* [Kutipan]
________________________________________
57 - PERPISAHAN TERINDAH DARI BATANG : SEBUAH REFLEKSI PENGABDIAN
Hari-hari terakhirku di Project Batang akhirnya tiba… dan entah
kenapa, rasanya seperti menutup pintu rumah yang sudah lama kutinggali. Bukan
sekadar proyek, bukan sekadar pekerjaan—tapi perjalanan batinku sendiri.
Semacam episode hidup yang Tuhan tulis dengan sangat rapi: penuh tawa,
keringat, perdebatan, hujan deras, panas menyengat, dan tentu saja… air mata
yang datang diam-diam ketika malam terlalu sepi.
Beberapa hari sebelum benar-benar pindah, aku menyempatkan diri
berpamitan dengan semua orang. Rasanya campur aduk: lega karena tugasku selesai
dengan baik, tapi juga berat meninggalkan orang-orang yang sudah seperti
keluarga.
Aku mulai dari kantor klien: PT Bhimasena Power Indonesia.
Di sana ada perwakilan dari berbagai perusahaan besar—JPower, Adaro Group, dan
tenaga ahli dari Jepang yang berasal dari Itochu. Orang-orang yang selama ini
kukenal lewat rapat-rapat intens, dokumen tebal, dan keputusan penting yang
kadang membuatku tak tidur semalaman.
Salah satu dari mereka, seorang insinyur Jepang yang selalu
terlihat tegas dan kaku, menghampiriku. Tapi kali ini… matanya berkaca-kaca.
________________________________________
* [Data yang Diberikan]
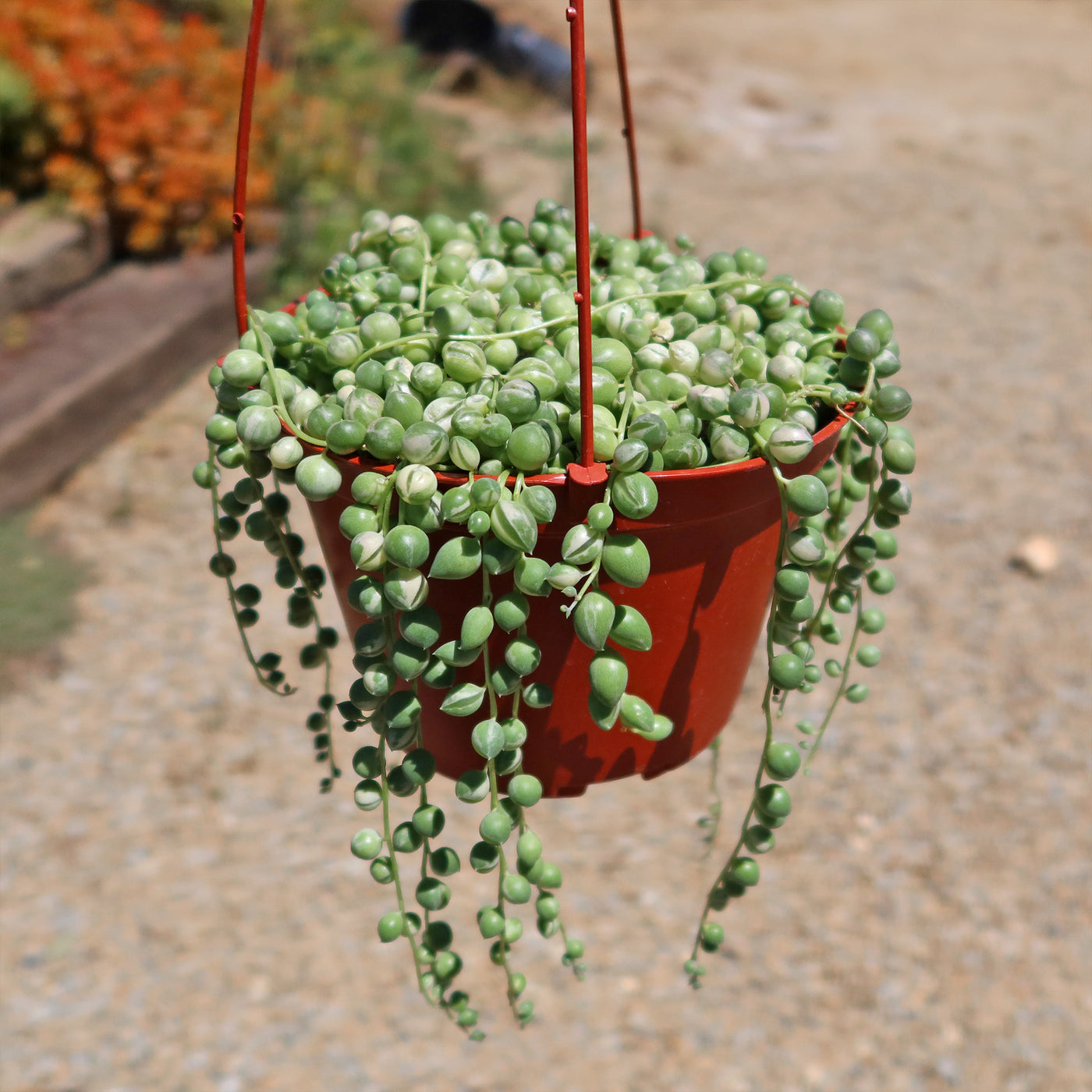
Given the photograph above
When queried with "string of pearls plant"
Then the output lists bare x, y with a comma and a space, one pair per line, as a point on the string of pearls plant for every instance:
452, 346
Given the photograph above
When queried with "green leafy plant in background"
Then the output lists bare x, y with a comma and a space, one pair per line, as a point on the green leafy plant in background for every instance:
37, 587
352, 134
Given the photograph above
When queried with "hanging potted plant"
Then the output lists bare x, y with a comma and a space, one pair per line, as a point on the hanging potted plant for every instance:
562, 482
________________________________________
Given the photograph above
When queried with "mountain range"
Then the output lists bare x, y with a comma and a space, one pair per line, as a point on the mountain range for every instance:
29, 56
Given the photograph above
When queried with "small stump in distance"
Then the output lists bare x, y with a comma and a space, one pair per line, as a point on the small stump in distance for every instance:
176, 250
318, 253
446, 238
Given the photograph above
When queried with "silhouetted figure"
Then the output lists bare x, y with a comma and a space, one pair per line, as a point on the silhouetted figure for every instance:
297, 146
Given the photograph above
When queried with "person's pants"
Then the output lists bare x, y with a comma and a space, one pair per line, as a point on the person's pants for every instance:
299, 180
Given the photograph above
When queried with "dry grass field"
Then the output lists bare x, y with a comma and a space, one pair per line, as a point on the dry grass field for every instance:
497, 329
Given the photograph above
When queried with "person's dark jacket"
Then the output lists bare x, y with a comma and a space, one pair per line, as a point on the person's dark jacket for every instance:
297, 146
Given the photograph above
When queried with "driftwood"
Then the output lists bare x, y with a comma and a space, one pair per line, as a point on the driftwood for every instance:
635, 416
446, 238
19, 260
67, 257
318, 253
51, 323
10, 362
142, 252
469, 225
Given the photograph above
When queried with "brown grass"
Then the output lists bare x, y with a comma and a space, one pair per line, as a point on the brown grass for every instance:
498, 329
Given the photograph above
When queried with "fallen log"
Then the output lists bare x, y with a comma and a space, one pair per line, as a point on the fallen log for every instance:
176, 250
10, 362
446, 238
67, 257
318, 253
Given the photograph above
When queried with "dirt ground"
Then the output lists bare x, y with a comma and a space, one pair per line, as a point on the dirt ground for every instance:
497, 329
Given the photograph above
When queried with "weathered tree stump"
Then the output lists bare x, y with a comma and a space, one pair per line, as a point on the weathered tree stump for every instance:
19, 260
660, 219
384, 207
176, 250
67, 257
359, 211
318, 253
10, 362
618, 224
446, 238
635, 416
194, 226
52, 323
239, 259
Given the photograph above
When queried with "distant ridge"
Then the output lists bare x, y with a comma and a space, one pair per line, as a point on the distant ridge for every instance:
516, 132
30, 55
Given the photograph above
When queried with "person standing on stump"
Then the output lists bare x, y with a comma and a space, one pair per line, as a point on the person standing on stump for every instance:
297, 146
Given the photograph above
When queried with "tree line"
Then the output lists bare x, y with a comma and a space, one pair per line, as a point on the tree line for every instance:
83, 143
________________________________________
* [Tugas yang Diminta]
Dari kutipan tentang perpisahan di Batang, ubah kalimat "Aku mulai dari kantor klien: PT Bhimasena Power Indonesia." ke dalam bahasa Inggris.

* [Jawaban Akhir]
I started at the client's office: PT Bhimasena Power Indonesia.